The task
Render everything in the material from the line containing "of the shrub" down to the line containing "[[85, 127], [45, 195]]" as a Markdown table with the columns Row and Line, skipping any blank lines.

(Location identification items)
* START *

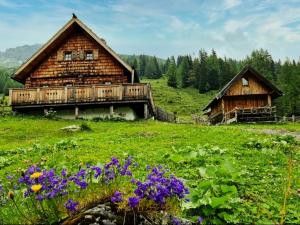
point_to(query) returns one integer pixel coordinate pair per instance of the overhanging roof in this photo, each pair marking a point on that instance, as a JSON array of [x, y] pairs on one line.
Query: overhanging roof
[[276, 91], [24, 70]]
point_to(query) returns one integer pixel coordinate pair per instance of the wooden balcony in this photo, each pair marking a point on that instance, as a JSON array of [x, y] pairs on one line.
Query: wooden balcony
[[76, 95]]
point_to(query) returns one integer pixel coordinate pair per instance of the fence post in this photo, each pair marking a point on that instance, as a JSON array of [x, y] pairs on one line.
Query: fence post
[[10, 97]]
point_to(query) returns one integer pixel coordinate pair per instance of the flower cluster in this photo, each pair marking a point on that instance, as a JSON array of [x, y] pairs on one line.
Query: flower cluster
[[71, 205], [44, 184], [159, 188], [114, 168], [117, 197]]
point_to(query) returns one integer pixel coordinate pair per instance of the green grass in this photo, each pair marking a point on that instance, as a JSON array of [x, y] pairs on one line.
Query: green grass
[[183, 101], [260, 184]]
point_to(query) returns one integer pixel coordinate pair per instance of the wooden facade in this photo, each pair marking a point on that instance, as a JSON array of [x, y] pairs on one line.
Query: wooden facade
[[247, 97], [76, 67]]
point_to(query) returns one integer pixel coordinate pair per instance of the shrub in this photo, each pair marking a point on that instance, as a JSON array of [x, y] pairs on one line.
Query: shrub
[[85, 127], [45, 195]]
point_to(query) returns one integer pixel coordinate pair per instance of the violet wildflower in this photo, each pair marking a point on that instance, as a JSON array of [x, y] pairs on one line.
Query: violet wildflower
[[117, 197], [64, 172], [133, 202], [71, 206], [97, 171], [175, 221], [200, 220]]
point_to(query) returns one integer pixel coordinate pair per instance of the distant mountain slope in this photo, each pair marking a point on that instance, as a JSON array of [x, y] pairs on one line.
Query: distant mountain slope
[[183, 101], [14, 57]]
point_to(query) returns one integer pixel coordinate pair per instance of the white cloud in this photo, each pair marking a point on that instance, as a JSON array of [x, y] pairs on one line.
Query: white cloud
[[231, 3]]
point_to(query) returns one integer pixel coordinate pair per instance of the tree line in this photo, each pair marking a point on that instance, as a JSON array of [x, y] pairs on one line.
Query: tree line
[[5, 81], [208, 71]]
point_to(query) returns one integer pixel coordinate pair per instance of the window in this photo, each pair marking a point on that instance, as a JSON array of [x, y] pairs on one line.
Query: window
[[245, 82], [68, 84], [89, 55], [68, 56]]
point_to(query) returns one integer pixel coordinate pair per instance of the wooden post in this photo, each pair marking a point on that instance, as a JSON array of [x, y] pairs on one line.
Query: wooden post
[[66, 94], [269, 101], [132, 76], [111, 110], [76, 112], [10, 97], [38, 96], [93, 93], [145, 111], [223, 109]]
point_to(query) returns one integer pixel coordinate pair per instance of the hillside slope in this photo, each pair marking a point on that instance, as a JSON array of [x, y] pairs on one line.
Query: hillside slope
[[183, 101]]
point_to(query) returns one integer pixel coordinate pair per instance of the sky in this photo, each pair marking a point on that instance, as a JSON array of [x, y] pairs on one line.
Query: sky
[[162, 27]]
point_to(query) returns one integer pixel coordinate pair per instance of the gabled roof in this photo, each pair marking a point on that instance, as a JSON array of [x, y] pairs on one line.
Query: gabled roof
[[276, 91], [35, 59]]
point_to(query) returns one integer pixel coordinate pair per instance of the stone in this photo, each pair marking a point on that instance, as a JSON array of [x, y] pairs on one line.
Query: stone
[[72, 128], [108, 222]]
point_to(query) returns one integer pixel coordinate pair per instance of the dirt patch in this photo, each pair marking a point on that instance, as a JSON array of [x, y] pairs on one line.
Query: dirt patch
[[281, 132]]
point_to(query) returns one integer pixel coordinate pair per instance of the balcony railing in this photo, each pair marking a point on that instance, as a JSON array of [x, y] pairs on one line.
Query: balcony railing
[[79, 94]]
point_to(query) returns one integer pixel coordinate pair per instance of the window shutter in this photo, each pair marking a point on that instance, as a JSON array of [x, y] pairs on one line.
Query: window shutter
[[60, 55], [95, 54], [74, 55], [81, 55]]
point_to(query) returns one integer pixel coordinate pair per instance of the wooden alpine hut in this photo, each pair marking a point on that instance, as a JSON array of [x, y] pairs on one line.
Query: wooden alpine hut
[[77, 75], [246, 98]]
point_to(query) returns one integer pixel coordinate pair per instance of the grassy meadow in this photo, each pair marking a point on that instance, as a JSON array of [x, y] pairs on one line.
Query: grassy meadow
[[183, 101], [234, 174]]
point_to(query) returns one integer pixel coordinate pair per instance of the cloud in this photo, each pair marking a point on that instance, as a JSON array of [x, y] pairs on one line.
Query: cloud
[[231, 3], [164, 28]]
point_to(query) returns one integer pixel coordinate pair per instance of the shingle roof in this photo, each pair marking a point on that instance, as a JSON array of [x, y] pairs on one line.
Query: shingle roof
[[222, 92], [24, 70]]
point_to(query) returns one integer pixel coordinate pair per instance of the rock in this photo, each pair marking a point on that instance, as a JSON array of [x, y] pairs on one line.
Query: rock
[[108, 222], [107, 214], [72, 128]]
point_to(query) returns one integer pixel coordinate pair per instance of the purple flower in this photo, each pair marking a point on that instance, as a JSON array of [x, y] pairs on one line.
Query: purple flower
[[64, 172], [9, 177], [200, 220], [133, 202], [39, 197], [176, 221], [117, 197], [81, 173], [71, 205], [97, 171]]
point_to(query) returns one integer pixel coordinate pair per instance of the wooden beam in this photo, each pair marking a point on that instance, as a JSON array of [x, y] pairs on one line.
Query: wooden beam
[[38, 96], [269, 100], [66, 94], [10, 97], [223, 108], [132, 76], [145, 111], [76, 112], [111, 110]]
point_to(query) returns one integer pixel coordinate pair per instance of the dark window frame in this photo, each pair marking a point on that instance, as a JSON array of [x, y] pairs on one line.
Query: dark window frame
[[67, 56], [245, 82], [89, 55]]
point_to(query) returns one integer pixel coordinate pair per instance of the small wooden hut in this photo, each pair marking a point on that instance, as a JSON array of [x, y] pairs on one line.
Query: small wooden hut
[[247, 97], [78, 75]]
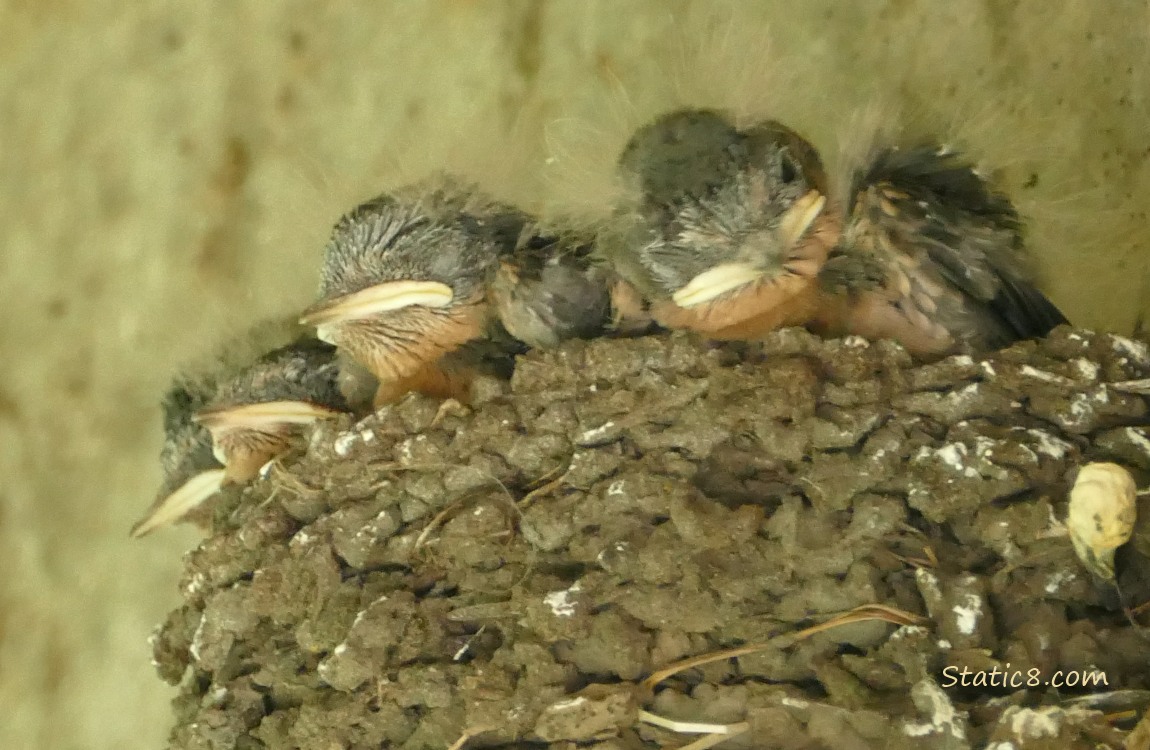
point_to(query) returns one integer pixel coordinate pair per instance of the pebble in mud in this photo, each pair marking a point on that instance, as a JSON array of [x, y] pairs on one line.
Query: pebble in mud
[[404, 590]]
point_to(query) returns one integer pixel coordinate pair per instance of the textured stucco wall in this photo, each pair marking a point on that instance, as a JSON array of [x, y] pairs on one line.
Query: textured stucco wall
[[169, 174]]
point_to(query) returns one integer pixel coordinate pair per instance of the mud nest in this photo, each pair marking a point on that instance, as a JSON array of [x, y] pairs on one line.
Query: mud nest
[[511, 574]]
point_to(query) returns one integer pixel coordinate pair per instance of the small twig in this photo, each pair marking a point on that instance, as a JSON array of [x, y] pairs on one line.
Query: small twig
[[472, 732], [683, 727], [712, 740], [858, 614]]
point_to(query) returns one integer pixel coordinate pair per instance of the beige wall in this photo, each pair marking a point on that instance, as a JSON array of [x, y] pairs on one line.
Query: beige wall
[[168, 174]]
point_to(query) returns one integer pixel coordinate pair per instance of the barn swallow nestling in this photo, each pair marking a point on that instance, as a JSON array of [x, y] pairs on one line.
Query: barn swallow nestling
[[422, 287], [726, 229], [733, 236], [221, 428], [549, 290], [933, 257]]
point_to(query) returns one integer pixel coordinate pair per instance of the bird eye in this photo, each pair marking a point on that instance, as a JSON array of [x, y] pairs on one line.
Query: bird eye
[[788, 170]]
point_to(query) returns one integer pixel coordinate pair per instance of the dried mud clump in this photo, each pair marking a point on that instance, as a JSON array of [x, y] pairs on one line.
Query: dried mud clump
[[511, 574]]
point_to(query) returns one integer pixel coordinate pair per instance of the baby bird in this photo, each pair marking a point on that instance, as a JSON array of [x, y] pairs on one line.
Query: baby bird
[[725, 230], [933, 257], [731, 235], [222, 426], [430, 285], [550, 289]]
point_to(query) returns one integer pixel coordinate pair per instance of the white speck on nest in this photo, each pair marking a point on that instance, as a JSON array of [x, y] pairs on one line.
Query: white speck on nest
[[596, 433], [943, 719], [966, 615], [1044, 376], [1080, 406], [567, 705], [906, 630], [1049, 444], [194, 586], [928, 581], [343, 444], [963, 393], [1137, 351], [1058, 579], [953, 456], [1034, 724], [560, 602], [1086, 368]]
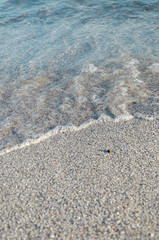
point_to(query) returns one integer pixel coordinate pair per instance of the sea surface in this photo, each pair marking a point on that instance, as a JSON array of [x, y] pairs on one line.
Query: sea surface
[[68, 63]]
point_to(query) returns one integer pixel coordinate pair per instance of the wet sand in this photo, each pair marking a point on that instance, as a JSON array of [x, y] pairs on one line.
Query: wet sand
[[101, 182]]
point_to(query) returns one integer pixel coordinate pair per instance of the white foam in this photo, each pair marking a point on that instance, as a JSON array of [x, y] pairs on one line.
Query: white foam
[[62, 129]]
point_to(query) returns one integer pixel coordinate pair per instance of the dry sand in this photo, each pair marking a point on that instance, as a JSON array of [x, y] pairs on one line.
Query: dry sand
[[70, 187]]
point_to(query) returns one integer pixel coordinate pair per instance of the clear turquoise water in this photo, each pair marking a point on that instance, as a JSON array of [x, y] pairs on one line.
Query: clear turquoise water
[[65, 63]]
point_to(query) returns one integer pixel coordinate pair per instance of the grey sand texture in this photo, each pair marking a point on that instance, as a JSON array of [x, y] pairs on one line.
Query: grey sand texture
[[71, 187]]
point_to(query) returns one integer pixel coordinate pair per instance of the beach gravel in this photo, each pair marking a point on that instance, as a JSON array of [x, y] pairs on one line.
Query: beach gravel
[[71, 187]]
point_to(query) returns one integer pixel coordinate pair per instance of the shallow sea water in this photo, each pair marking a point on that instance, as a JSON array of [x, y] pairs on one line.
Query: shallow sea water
[[64, 64]]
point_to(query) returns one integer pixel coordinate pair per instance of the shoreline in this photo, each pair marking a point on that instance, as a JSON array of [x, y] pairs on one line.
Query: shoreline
[[100, 182]]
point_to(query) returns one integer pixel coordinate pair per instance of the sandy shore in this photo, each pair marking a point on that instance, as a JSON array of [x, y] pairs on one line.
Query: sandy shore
[[71, 187]]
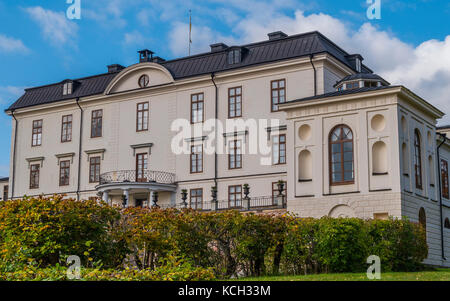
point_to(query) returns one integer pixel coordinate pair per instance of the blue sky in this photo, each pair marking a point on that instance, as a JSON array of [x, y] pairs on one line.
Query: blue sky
[[410, 44]]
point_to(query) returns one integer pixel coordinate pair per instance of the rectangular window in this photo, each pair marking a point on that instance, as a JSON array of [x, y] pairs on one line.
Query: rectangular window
[[67, 88], [66, 128], [235, 102], [352, 85], [36, 139], [234, 56], [277, 93], [235, 154], [279, 149], [234, 196], [141, 167], [275, 189], [64, 173], [197, 107], [196, 198], [96, 123], [196, 158], [444, 179], [142, 117], [5, 192], [94, 170], [34, 176]]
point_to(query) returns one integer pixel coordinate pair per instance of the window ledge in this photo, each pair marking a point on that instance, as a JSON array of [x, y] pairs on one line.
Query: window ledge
[[379, 173], [304, 180]]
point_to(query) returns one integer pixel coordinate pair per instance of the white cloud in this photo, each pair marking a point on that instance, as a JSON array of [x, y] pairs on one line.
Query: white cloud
[[8, 44], [134, 38], [424, 69], [55, 27], [203, 36]]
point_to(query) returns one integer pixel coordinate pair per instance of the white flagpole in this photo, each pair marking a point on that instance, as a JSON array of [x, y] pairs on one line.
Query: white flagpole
[[190, 31]]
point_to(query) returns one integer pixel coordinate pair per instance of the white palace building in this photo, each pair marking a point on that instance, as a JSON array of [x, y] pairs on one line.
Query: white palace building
[[344, 142]]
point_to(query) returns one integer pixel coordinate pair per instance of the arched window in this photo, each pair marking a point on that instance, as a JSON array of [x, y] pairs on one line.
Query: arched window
[[405, 159], [417, 159], [431, 170], [304, 166], [379, 158], [422, 218], [341, 156], [447, 223]]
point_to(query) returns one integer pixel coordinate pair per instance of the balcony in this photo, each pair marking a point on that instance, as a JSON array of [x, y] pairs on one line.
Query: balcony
[[262, 203], [130, 176]]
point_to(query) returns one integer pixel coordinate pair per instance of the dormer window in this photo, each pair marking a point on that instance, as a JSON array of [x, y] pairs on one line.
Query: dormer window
[[234, 56], [358, 64], [67, 88], [352, 85]]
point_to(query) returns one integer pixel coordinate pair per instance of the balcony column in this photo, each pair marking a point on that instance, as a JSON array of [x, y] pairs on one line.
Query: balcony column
[[126, 194], [105, 196], [150, 198]]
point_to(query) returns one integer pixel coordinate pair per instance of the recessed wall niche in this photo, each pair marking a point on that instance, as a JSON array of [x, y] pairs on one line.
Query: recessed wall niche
[[304, 132], [378, 123]]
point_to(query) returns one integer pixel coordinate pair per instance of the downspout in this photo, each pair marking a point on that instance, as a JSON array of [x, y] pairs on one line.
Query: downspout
[[79, 148], [440, 194], [314, 68], [215, 128], [14, 155]]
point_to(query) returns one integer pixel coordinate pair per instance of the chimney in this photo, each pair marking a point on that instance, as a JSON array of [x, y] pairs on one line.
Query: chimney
[[115, 68], [218, 47], [355, 61], [276, 35], [145, 55], [158, 60]]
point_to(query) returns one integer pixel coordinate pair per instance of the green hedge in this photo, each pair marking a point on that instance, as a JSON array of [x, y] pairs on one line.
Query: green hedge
[[42, 232]]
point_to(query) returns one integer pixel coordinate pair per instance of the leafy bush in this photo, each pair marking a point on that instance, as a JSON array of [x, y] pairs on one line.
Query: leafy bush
[[46, 230], [175, 271], [400, 244], [37, 234], [343, 244]]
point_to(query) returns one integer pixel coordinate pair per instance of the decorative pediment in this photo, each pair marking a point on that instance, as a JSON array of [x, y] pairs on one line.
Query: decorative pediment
[[139, 76]]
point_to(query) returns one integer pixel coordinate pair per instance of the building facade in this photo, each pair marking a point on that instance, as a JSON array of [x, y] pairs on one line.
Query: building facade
[[344, 141]]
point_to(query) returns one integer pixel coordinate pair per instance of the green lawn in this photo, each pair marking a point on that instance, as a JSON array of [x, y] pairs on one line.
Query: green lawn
[[436, 275]]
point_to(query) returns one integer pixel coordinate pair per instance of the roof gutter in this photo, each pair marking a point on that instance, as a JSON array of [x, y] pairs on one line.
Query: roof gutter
[[314, 68], [440, 194], [215, 127], [79, 148], [14, 155]]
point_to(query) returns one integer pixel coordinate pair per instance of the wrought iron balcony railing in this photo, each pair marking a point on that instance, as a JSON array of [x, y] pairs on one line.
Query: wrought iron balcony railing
[[147, 176], [255, 203]]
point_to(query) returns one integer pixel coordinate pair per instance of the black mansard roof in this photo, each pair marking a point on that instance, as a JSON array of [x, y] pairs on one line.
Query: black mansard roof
[[341, 93], [256, 53]]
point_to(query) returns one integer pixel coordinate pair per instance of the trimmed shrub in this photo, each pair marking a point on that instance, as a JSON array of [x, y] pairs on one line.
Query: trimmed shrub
[[47, 230], [342, 244], [39, 233], [401, 245], [176, 271]]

* END *

Correct answer
| Row | Line |
|---|---|
| 1 | point_to(query) returns one integer pixel coordinate pair per instance of the shrub in this photo, each pair marking a point on that instance, as a JSON array of [x, y] pairs on one line. |
| 2 | Query: shrub |
| 3 | [[85, 127], [45, 195]] |